TAREA A:
Copia íntegro el texto sobre los pasos perdidos, sin alterar una sola palabra ni signo.
TAREA B:
Por favor, repite sin cambios las líneas del listado que van desde la que contiene "[indicate] trailer in" hasta el final del listado, ambas incluidas, y solo esas.

Pero esta tarde, en que como otras he corrido a cazar historias a un cine, unas líneas en una novela estupenda, una peli de Woody Allen y la fortuna de encontrarme con algunos conocidos del pasado, me han hecho recordar de qué se trata este oficio de respirar, y que tal vez, uno nunca sabe, la casualidad puede traer nuevos relatos que contar. Esta tarde sencilla he entendido que aún los pasos perdidos pueden llegar a algún lugar.

...descubrió que sus pasos, al no llevarlo a ninguna parte, lo conducían al interior de sí mismo. Estaba haciendo un viaje interior, y se encontraba perdido, pero lejos de preocuparlo, esta idea se convirtió en fuente de felicidad y alborozo... y entonces se dijo a sí mismo, con un tono casi triunfante: Estoy perdido.
Auster. La invención de la soledad  

lunes, 8 de noviembre de 2010

jirones

Hay un ejército anónimo recorriendo la ciudad, una horda de hombres y mujeres de tela, que en silencio y con la frente caída avanzan a ningún lado, sin rumbo, sembrando pasos que no darán fruto alguno. Ahí van, con la vida hecha jirones, sin poder reconocerse en el pasado, y los miro deambular, exentos de la terrible tentación de albergar esperanzas, perdidos en monólogos absurdos, cada uno con su propia desdicha a cuestas, sin ni siquiera tomarse la molestia de mirar al frente. ¿Qué caso tendría hacerlo, si no existe el mañana ni el lugar a donde van?

REGISTROS DE ORIGEN:
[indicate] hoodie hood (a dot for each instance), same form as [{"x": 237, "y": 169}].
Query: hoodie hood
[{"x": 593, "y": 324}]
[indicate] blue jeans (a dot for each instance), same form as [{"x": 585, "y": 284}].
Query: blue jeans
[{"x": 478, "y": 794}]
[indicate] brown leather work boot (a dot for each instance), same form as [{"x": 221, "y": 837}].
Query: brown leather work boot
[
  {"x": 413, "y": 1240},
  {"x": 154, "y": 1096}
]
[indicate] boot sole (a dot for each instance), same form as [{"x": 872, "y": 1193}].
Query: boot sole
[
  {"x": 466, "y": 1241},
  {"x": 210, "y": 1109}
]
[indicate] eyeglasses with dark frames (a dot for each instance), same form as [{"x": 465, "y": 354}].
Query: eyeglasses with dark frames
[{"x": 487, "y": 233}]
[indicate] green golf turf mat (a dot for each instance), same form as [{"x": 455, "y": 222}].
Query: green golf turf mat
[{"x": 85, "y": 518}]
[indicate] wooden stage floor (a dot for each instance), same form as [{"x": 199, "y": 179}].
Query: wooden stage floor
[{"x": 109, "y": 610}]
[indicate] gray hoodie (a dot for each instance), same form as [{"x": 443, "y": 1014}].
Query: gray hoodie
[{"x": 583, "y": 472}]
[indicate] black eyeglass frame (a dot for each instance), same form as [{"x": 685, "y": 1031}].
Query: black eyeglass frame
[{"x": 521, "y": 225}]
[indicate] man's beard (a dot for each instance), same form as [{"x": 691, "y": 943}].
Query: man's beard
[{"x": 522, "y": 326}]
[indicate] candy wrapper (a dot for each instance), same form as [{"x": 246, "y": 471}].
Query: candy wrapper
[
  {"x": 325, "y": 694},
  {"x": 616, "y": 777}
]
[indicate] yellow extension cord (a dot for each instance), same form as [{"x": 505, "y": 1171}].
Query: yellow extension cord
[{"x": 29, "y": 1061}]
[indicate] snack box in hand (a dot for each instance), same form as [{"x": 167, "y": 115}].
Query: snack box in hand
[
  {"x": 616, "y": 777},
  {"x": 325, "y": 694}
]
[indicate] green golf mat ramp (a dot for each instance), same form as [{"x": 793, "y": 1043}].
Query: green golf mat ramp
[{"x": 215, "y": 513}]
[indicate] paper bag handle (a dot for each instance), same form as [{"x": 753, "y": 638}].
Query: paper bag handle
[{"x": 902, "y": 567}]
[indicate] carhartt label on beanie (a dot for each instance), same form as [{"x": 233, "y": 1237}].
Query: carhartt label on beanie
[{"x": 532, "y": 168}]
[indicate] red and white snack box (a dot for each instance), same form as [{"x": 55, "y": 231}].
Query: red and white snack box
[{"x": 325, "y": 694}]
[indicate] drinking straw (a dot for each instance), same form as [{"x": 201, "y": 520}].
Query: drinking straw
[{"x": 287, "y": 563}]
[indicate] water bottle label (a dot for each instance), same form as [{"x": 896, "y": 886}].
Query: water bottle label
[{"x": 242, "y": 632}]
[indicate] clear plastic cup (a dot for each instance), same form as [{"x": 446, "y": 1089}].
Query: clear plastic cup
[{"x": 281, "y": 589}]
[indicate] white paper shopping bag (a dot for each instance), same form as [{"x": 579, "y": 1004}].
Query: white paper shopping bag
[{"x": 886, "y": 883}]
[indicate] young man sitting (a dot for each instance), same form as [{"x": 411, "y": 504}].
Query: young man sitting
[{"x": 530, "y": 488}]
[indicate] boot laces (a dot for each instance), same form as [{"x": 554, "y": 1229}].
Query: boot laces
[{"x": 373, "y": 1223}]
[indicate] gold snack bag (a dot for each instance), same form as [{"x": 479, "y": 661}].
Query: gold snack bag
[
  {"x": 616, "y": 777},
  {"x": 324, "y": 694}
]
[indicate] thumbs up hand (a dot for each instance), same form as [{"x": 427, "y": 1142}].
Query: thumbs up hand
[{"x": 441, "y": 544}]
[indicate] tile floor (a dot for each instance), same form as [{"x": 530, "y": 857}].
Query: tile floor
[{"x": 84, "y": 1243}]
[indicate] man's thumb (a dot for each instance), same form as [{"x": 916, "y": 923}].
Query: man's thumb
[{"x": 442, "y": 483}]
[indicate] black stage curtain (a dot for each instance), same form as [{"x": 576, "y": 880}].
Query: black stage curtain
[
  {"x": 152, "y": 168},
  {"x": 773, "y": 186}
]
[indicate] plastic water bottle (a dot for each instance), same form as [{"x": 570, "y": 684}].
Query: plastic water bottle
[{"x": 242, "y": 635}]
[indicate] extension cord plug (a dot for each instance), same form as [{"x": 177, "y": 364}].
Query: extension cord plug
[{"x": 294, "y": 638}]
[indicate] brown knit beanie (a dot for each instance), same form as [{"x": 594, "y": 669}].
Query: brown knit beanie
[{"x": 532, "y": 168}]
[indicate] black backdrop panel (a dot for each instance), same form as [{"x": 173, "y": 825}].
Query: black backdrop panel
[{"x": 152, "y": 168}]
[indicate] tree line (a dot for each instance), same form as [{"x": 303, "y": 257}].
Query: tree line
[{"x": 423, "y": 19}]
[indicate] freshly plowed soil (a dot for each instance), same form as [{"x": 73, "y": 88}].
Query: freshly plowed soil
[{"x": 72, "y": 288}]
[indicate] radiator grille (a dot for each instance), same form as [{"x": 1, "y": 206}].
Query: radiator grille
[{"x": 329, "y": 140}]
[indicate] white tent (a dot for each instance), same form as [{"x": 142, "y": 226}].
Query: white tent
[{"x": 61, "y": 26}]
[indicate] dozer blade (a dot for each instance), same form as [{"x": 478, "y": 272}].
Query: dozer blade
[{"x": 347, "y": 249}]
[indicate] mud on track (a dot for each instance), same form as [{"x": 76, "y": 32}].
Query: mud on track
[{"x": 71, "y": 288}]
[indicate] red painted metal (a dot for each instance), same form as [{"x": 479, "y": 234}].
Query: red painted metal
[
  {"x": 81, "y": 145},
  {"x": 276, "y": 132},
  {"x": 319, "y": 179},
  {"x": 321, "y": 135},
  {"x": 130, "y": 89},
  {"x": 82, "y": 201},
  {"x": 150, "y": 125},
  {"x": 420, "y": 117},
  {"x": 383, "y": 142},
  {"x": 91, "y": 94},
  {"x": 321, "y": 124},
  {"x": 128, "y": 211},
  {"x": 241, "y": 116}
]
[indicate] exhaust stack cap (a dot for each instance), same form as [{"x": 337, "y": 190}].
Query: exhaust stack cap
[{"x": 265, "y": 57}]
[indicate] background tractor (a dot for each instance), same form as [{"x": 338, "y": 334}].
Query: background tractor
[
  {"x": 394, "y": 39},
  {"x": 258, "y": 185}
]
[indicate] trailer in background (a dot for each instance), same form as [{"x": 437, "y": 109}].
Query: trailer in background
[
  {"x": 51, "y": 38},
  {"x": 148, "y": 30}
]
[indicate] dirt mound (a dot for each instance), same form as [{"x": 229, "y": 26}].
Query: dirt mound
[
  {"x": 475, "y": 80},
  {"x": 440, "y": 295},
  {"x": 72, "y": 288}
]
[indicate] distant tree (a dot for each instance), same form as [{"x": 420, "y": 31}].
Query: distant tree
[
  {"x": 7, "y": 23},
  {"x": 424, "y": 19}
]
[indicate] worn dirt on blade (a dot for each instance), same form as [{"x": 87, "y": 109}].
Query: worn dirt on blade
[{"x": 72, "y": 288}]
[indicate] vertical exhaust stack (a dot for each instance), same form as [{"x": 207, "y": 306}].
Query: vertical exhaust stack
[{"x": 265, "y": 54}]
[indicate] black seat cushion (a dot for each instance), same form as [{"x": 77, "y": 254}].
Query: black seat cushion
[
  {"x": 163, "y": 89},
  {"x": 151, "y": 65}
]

SALIDA COMPLETA A:
Pero esta tarde, en que como otras he corrido a cazar historias a un cine, unas líneas en una novela estupenda, una peli de Woody Allen y la fortuna de encontrarme con algunos conocidos del pasado, me han hecho recordar de qué se trata este oficio de respirar, y que tal vez, uno nunca sabe, la casualidad puede traer nuevos relatos que contar. Esta tarde sencilla he entendido que aún los pasos perdidos pueden llegar a algún lugar.

...descubrió que sus pasos, al no llevarlo a ninguna parte, lo conducían al interior de sí mismo. Estaba haciendo un viaje interior, y se encontraba perdido, pero lejos de preocuparlo, esta idea se convirtió en fuente de felicidad y alborozo... y entonces se dijo a sí mismo, con un tono casi triunfante: Estoy perdido.
Auster. La invención de la soledad  

lunes, 8 de noviembre de 2010

jirones

Hay un ejército anónimo recorriendo la ciudad, una horda de hombres y mujeres de tela, que en silencio y con la frente caída avanzan a ningún lado, sin rumbo, sembrando pasos que no darán fruto alguno. Ahí van, con la vida hecha jirones, sin poder reconocerse en el pasado, y los miro deambular, exentos de la terrible tentación de albergar esperanzas, perdidos en monólogos absurdos, cada uno con su propia desdicha a cuestas, sin ni siquiera tomarse la molestia de mirar al frente. ¿Qué caso tendría hacerlo, si no existe el mañana ni el lugar a donde van?

SALIDA COMPLETA B:
[indicate] trailer in background (a dot for each instance), same form as [{"x": 437, "y": 109}].
Query: trailer in background
[
  {"x": 51, "y": 38},
  {"x": 148, "y": 30}
]
[indicate] dirt mound (a dot for each instance), same form as [{"x": 229, "y": 26}].
Query: dirt mound
[
  {"x": 475, "y": 80},
  {"x": 440, "y": 295},
  {"x": 72, "y": 288}
]
[indicate] distant tree (a dot for each instance), same form as [{"x": 420, "y": 31}].
Query: distant tree
[
  {"x": 7, "y": 23},
  {"x": 424, "y": 19}
]
[indicate] worn dirt on blade (a dot for each instance), same form as [{"x": 87, "y": 109}].
Query: worn dirt on blade
[{"x": 72, "y": 288}]
[indicate] vertical exhaust stack (a dot for each instance), same form as [{"x": 207, "y": 306}].
Query: vertical exhaust stack
[{"x": 265, "y": 54}]
[indicate] black seat cushion (a dot for each instance), same form as [{"x": 77, "y": 254}].
Query: black seat cushion
[
  {"x": 163, "y": 89},
  {"x": 151, "y": 65}
]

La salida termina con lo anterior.